→ Exercise requirements
Show every line from the collected data that contains the word "wispy", matching its case exactly.

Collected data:
>>>>>
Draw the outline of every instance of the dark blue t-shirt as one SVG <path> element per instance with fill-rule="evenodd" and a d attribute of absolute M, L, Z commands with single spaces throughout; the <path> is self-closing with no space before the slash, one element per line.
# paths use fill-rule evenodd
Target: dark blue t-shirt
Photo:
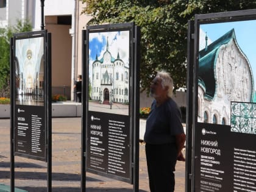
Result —
<path fill-rule="evenodd" d="M 180 110 L 174 101 L 169 98 L 158 107 L 154 101 L 146 121 L 144 141 L 154 144 L 172 143 L 176 142 L 175 136 L 183 133 Z"/>

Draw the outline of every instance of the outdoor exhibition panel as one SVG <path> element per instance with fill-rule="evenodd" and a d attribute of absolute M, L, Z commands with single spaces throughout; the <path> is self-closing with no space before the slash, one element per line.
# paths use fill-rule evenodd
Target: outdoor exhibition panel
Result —
<path fill-rule="evenodd" d="M 195 16 L 194 191 L 256 191 L 255 26 L 256 10 Z"/>
<path fill-rule="evenodd" d="M 11 39 L 13 184 L 15 155 L 44 161 L 48 168 L 51 166 L 51 34 L 46 30 L 15 34 Z M 51 168 L 48 173 L 51 174 Z"/>
<path fill-rule="evenodd" d="M 133 23 L 87 29 L 82 161 L 87 171 L 138 183 L 139 31 Z"/>

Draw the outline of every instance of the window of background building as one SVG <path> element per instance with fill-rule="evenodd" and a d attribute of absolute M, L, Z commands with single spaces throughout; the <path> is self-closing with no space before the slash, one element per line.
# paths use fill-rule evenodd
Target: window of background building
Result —
<path fill-rule="evenodd" d="M 222 120 L 221 121 L 221 124 L 222 125 L 226 125 L 226 121 L 225 121 L 225 118 L 222 118 Z"/>
<path fill-rule="evenodd" d="M 216 115 L 213 115 L 213 124 L 217 124 L 217 117 L 216 116 Z"/>
<path fill-rule="evenodd" d="M 204 123 L 208 123 L 208 114 L 206 112 L 204 113 Z"/>
<path fill-rule="evenodd" d="M 0 8 L 6 7 L 6 0 L 0 0 Z"/>

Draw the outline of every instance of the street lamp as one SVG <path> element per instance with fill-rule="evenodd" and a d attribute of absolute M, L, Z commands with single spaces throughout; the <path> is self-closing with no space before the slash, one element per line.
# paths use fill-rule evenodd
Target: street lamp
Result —
<path fill-rule="evenodd" d="M 113 96 L 113 83 L 114 82 L 113 78 L 110 78 L 110 85 L 111 85 L 111 90 L 110 90 L 110 109 L 112 109 L 112 96 Z"/>
<path fill-rule="evenodd" d="M 41 30 L 44 29 L 44 0 L 41 0 Z"/>

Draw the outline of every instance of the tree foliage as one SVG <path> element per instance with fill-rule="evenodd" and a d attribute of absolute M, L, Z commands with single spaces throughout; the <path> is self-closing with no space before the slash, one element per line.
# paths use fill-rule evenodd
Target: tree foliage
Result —
<path fill-rule="evenodd" d="M 0 97 L 10 97 L 10 39 L 13 34 L 32 29 L 28 20 L 18 20 L 13 26 L 0 29 Z"/>
<path fill-rule="evenodd" d="M 248 0 L 82 0 L 88 24 L 134 22 L 141 27 L 140 85 L 149 91 L 156 71 L 165 69 L 174 89 L 185 87 L 188 21 L 195 14 L 256 8 Z"/>

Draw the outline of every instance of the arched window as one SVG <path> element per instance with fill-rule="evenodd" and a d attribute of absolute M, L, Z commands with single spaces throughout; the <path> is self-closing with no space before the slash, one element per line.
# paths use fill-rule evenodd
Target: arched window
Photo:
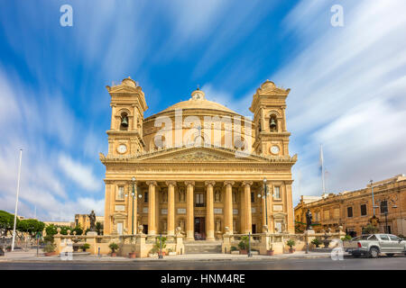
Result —
<path fill-rule="evenodd" d="M 269 130 L 271 132 L 278 131 L 278 120 L 275 115 L 272 115 L 269 119 Z"/>
<path fill-rule="evenodd" d="M 242 137 L 236 137 L 234 141 L 234 148 L 236 150 L 244 150 L 245 148 L 245 140 Z"/>
<path fill-rule="evenodd" d="M 121 113 L 120 119 L 120 130 L 128 130 L 128 114 L 126 112 Z"/>

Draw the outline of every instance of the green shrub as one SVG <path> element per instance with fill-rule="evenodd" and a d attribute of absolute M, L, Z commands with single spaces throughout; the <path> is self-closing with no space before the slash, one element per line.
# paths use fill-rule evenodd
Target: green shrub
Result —
<path fill-rule="evenodd" d="M 318 247 L 318 245 L 321 245 L 321 241 L 318 238 L 315 238 L 313 240 L 311 240 L 311 244 L 315 245 L 316 247 Z"/>
<path fill-rule="evenodd" d="M 246 250 L 248 249 L 248 243 L 249 242 L 249 237 L 248 236 L 243 236 L 241 237 L 241 241 L 238 243 L 238 248 L 240 250 Z"/>
<path fill-rule="evenodd" d="M 55 244 L 49 243 L 43 248 L 43 252 L 45 253 L 55 252 L 55 248 L 56 248 Z"/>
<path fill-rule="evenodd" d="M 150 250 L 150 254 L 155 254 L 155 253 L 158 253 L 159 250 L 160 250 L 160 248 L 157 248 L 156 246 L 154 246 L 154 247 Z"/>
<path fill-rule="evenodd" d="M 166 248 L 166 237 L 158 236 L 156 238 L 156 241 L 155 241 L 155 247 L 158 248 L 158 250 L 161 248 L 161 243 L 160 243 L 161 239 L 162 241 L 162 249 L 164 249 Z"/>
<path fill-rule="evenodd" d="M 115 244 L 115 242 L 110 243 L 110 245 L 108 246 L 108 248 L 111 249 L 111 253 L 115 253 L 115 250 L 118 250 L 118 245 Z"/>
<path fill-rule="evenodd" d="M 296 245 L 296 242 L 295 242 L 295 240 L 293 240 L 293 239 L 289 239 L 289 240 L 286 242 L 286 245 L 288 245 L 288 246 L 291 248 L 293 246 Z"/>

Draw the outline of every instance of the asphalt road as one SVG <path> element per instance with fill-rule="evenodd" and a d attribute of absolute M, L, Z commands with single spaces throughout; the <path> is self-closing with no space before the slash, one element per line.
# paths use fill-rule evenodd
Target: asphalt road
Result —
<path fill-rule="evenodd" d="M 171 262 L 36 262 L 0 263 L 0 270 L 406 270 L 406 256 L 376 259 L 345 257 L 250 260 L 250 261 L 171 261 Z"/>

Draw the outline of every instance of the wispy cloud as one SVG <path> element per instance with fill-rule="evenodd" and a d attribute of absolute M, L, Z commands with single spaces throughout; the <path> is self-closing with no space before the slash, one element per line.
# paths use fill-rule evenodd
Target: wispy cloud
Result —
<path fill-rule="evenodd" d="M 83 189 L 97 191 L 101 188 L 102 182 L 93 175 L 91 166 L 75 161 L 65 154 L 60 155 L 58 164 L 65 175 Z"/>
<path fill-rule="evenodd" d="M 301 194 L 320 194 L 318 145 L 324 143 L 330 191 L 404 173 L 406 87 L 404 1 L 342 1 L 345 27 L 329 24 L 334 3 L 302 1 L 286 29 L 311 41 L 272 76 L 288 98 L 291 148 L 299 152 Z M 317 29 L 308 29 L 309 24 Z M 401 157 L 403 156 L 403 157 Z M 295 199 L 299 194 L 295 184 Z"/>

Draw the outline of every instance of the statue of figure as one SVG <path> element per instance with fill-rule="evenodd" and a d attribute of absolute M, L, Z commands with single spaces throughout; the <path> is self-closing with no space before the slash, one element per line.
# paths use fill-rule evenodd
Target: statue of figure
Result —
<path fill-rule="evenodd" d="M 216 231 L 217 232 L 221 231 L 221 222 L 219 219 L 217 219 L 217 220 L 216 221 Z"/>
<path fill-rule="evenodd" d="M 168 202 L 168 193 L 165 191 L 163 191 L 163 194 L 162 194 L 162 202 L 164 203 L 166 203 Z"/>
<path fill-rule="evenodd" d="M 313 220 L 313 216 L 311 216 L 310 210 L 308 209 L 308 212 L 306 212 L 306 230 L 311 230 L 311 220 Z"/>
<path fill-rule="evenodd" d="M 215 194 L 215 201 L 220 202 L 220 191 L 217 190 Z"/>
<path fill-rule="evenodd" d="M 96 214 L 93 210 L 90 214 L 88 214 L 88 220 L 90 221 L 90 231 L 96 231 Z"/>
<path fill-rule="evenodd" d="M 179 221 L 179 227 L 180 227 L 180 229 L 181 229 L 182 231 L 185 230 L 185 221 L 183 220 L 183 219 L 180 220 L 180 221 Z"/>
<path fill-rule="evenodd" d="M 185 191 L 183 189 L 179 191 L 179 200 L 180 202 L 185 202 Z"/>

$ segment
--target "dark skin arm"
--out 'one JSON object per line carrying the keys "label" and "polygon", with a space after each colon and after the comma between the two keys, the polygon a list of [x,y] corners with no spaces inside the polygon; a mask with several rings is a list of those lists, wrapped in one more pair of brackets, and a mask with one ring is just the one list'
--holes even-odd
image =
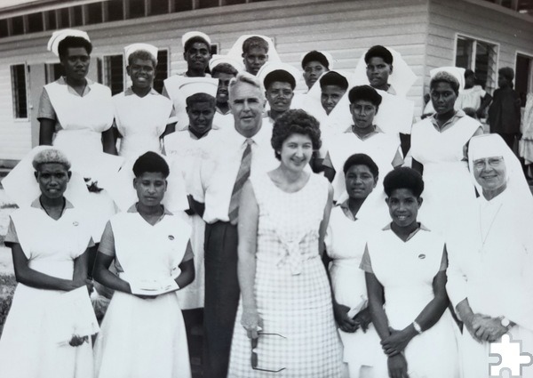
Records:
{"label": "dark skin arm", "polygon": [[50,118],[39,119],[39,146],[52,146],[56,121]]}
{"label": "dark skin arm", "polygon": [[203,213],[205,212],[205,204],[196,201],[190,194],[187,196],[187,198],[189,203],[189,209],[192,210],[192,213],[196,213],[201,217],[203,217]]}
{"label": "dark skin arm", "polygon": [[[415,321],[426,331],[435,325],[448,307],[449,300],[446,294],[446,271],[437,273],[433,281],[434,297],[426,305]],[[418,334],[412,323],[401,331],[393,330],[392,334],[381,341],[385,352],[391,356],[401,353],[409,342]]]}
{"label": "dark skin arm", "polygon": [[335,299],[335,294],[333,293],[333,286],[331,286],[331,277],[330,276],[330,269],[328,267],[330,266],[330,262],[332,261],[328,253],[323,253],[322,263],[324,264],[324,268],[326,269],[326,274],[328,275],[328,279],[330,280],[330,287],[331,288],[331,301],[333,302],[333,316],[335,318],[335,321],[338,327],[344,332],[353,333],[357,331],[359,326],[355,321],[349,318],[347,313],[350,310],[348,306],[338,303]]}
{"label": "dark skin arm", "polygon": [[[190,241],[189,246],[190,247]],[[181,269],[181,273],[175,279],[176,284],[179,286],[180,289],[183,289],[185,286],[189,285],[191,282],[195,280],[195,261],[194,259],[187,260],[187,261],[181,261],[179,264],[179,269]]]}
{"label": "dark skin arm", "polygon": [[72,279],[58,278],[28,266],[28,260],[20,244],[12,245],[12,254],[17,282],[27,286],[44,290],[62,290],[69,292],[85,286],[87,277],[87,261],[89,253],[85,251],[74,261],[74,274]]}
{"label": "dark skin arm", "polygon": [[[383,286],[378,280],[373,273],[365,273],[367,291],[369,294],[369,309],[374,327],[383,341],[391,334],[391,328],[388,326],[388,318],[383,305],[385,303],[385,295]],[[387,366],[389,376],[391,378],[409,378],[407,375],[407,361],[402,353],[394,356],[388,356]]]}
{"label": "dark skin arm", "polygon": [[96,254],[96,261],[94,261],[92,277],[95,281],[110,289],[118,290],[129,294],[131,294],[130,284],[109,271],[109,266],[113,262],[113,260],[115,260],[115,257],[99,252]]}
{"label": "dark skin arm", "polygon": [[114,127],[109,127],[102,133],[102,146],[105,153],[118,155],[118,152],[116,151],[116,139],[113,129]]}

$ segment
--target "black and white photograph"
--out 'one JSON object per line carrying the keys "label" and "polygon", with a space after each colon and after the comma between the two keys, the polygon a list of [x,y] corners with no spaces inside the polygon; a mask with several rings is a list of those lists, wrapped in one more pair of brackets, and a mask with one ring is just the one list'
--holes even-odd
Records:
{"label": "black and white photograph", "polygon": [[0,378],[533,378],[533,0],[0,0]]}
<<<<<
→ Exercise answer
Draw the outline of every instance of the wispy cloud as one SVG <path> element per instance with fill-rule="evenodd" and a d attribute of absolute M, L, Z commands with single spaces throughout; the <path> is self-closing with no space before the slash, one element per line.
Target: wispy cloud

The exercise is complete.